Would you repeat each line below precisely as it stands?

*** Records provided ***

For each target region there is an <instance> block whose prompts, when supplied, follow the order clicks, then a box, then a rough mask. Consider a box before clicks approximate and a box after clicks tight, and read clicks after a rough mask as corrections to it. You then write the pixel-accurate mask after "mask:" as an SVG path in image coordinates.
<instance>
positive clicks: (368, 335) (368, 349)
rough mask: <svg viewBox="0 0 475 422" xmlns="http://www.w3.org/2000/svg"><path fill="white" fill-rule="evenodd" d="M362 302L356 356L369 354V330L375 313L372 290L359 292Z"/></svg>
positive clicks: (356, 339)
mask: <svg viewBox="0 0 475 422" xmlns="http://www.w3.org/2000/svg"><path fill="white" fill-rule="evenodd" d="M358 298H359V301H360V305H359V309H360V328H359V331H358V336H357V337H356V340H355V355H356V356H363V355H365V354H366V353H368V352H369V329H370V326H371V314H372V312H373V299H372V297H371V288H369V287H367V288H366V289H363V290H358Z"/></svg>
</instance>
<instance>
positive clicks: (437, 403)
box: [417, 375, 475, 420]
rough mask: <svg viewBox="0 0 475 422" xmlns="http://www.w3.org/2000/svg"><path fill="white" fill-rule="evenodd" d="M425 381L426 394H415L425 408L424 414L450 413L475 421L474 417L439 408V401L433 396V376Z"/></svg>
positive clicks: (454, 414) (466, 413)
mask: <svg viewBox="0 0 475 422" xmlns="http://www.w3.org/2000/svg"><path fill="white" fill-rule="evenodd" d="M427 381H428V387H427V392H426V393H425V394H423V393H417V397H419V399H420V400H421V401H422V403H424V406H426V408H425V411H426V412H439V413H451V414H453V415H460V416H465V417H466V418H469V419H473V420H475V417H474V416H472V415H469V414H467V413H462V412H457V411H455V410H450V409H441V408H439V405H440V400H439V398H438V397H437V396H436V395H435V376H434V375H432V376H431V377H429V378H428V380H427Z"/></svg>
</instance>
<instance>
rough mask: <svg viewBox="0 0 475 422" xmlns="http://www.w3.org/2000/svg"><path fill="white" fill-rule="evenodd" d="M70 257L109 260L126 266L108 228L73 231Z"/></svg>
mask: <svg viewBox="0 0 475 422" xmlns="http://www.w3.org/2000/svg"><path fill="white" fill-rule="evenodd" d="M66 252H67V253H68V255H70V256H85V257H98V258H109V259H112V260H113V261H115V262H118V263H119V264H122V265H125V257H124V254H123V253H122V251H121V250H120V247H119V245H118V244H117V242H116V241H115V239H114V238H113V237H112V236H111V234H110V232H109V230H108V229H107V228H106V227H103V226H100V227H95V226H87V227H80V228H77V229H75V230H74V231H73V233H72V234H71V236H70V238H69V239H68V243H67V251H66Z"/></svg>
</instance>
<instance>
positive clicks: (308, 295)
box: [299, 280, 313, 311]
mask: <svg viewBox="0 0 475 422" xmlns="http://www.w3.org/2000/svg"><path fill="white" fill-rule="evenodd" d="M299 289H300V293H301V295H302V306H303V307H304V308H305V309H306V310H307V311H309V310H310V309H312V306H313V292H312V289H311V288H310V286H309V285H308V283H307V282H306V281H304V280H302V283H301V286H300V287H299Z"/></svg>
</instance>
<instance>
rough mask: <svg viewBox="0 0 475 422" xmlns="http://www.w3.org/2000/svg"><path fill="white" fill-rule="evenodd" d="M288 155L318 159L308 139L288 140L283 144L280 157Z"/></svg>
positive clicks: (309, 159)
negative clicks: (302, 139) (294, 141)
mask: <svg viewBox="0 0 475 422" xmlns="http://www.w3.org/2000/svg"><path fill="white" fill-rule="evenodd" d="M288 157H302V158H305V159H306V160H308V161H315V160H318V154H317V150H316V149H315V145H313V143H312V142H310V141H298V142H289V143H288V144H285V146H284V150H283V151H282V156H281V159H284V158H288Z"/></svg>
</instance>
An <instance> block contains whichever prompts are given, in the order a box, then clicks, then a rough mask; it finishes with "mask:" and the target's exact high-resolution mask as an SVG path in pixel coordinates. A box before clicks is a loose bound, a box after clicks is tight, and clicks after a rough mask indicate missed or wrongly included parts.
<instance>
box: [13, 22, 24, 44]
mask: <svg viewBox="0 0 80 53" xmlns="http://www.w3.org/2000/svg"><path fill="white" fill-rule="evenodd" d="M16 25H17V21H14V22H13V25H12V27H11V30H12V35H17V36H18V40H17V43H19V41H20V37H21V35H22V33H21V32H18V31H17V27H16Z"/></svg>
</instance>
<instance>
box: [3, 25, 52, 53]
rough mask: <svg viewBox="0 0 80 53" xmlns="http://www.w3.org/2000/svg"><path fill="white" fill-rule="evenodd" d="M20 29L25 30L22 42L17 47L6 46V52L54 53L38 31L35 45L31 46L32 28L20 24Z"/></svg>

***

(Solution to this task)
For each target region there is an <instance> block whose prompts, when supplied, follow the order clicks, then a box, then a rough mask. Consider a box before clicks approximate and a box after clicks tight, and read clicks after a rough mask as corrections to it. You then write the pixel-accurate mask after "mask:" as an SVG path in image coordinates.
<instance>
positive clicks: (368, 335) (368, 349)
rough mask: <svg viewBox="0 0 475 422" xmlns="http://www.w3.org/2000/svg"><path fill="white" fill-rule="evenodd" d="M362 302L356 356L369 354V330L375 313L372 290L359 292Z"/></svg>
positive clicks: (356, 339)
mask: <svg viewBox="0 0 475 422" xmlns="http://www.w3.org/2000/svg"><path fill="white" fill-rule="evenodd" d="M358 298H359V301H360V305H359V309H360V328H359V331H358V336H357V337H356V340H355V355H356V356H363V355H365V354H366V353H368V352H369V329H370V326H371V314H372V312H373V299H372V297H371V288H369V287H367V288H366V289H363V290H358Z"/></svg>
</instance>
<instance>
positive clicks: (437, 403)
box: [417, 375, 475, 420]
rough mask: <svg viewBox="0 0 475 422" xmlns="http://www.w3.org/2000/svg"><path fill="white" fill-rule="evenodd" d="M425 381L426 394H415L425 408L424 414L450 413L475 421L474 417L439 408V401L433 396V376Z"/></svg>
positive clicks: (454, 414) (466, 413)
mask: <svg viewBox="0 0 475 422" xmlns="http://www.w3.org/2000/svg"><path fill="white" fill-rule="evenodd" d="M427 381H428V387H427V392H426V393H425V394H423V393H417V397H419V399H420V400H421V401H422V403H424V406H426V408H425V411H426V412H439V413H451V414H453V415H460V416H465V417H466V418H469V419H473V420H475V417H474V416H472V415H469V414H467V413H462V412H457V411H455V410H450V409H441V408H439V405H440V400H439V398H438V397H437V396H436V395H435V376H434V375H432V376H431V377H429V378H428V380H427Z"/></svg>
</instance>
<instance>
rough mask: <svg viewBox="0 0 475 422" xmlns="http://www.w3.org/2000/svg"><path fill="white" fill-rule="evenodd" d="M70 257L109 260L126 266L108 228L73 231Z"/></svg>
mask: <svg viewBox="0 0 475 422" xmlns="http://www.w3.org/2000/svg"><path fill="white" fill-rule="evenodd" d="M66 252H67V253H68V255H70V256H85V257H98V258H109V259H112V260H113V261H115V262H118V263H119V264H122V265H125V257H124V254H123V253H122V251H121V250H120V247H119V245H118V244H117V242H116V241H115V239H114V238H113V237H112V236H111V234H110V232H109V230H108V229H107V228H106V227H103V226H100V227H95V226H87V227H80V228H77V229H75V230H74V231H73V233H72V234H71V236H70V238H69V239H68V243H67V251H66Z"/></svg>
</instance>
<instance>
positive clicks: (308, 295)
box: [299, 280, 313, 311]
mask: <svg viewBox="0 0 475 422" xmlns="http://www.w3.org/2000/svg"><path fill="white" fill-rule="evenodd" d="M299 289H300V293H301V295H302V306H303V307H304V308H305V309H306V310H307V311H309V310H310V309H312V306H313V292H312V289H311V288H310V286H309V285H308V283H307V282H306V281H304V280H302V283H301V286H300V287H299Z"/></svg>
</instance>
<instance>
rough mask: <svg viewBox="0 0 475 422" xmlns="http://www.w3.org/2000/svg"><path fill="white" fill-rule="evenodd" d="M288 155L318 159L308 139L288 140L283 144L280 157Z"/></svg>
positive clicks: (309, 159)
negative clicks: (302, 139) (294, 141)
mask: <svg viewBox="0 0 475 422" xmlns="http://www.w3.org/2000/svg"><path fill="white" fill-rule="evenodd" d="M288 157H302V158H305V159H306V160H308V161H315V160H318V154H317V150H316V149H315V145H313V143H312V142H310V141H298V142H289V143H288V144H285V146H284V150H283V151H282V156H281V159H284V158H288Z"/></svg>
</instance>
An <instance> block contains whichever prompts are given, in the order a box, then clicks, then a rough mask; it finishes with "mask:" and the target's exact high-resolution mask as an SVG path in pixel coordinates. A box before clicks is a loose bound, a box after clicks is tight, and clicks after a rough mask indicate missed or wrongly included parts.
<instance>
box: [13, 22, 24, 44]
mask: <svg viewBox="0 0 80 53" xmlns="http://www.w3.org/2000/svg"><path fill="white" fill-rule="evenodd" d="M16 25H17V21H14V22H13V25H12V27H11V30H12V35H17V36H18V40H17V43H19V41H20V37H21V35H22V33H21V32H18V31H17V27H16Z"/></svg>
</instance>
<instance>
box: [3, 25, 52, 53]
rough mask: <svg viewBox="0 0 80 53" xmlns="http://www.w3.org/2000/svg"><path fill="white" fill-rule="evenodd" d="M20 29L25 30L22 42L17 47L6 46V52L54 53L38 31L35 45L31 46L32 28L20 24Z"/></svg>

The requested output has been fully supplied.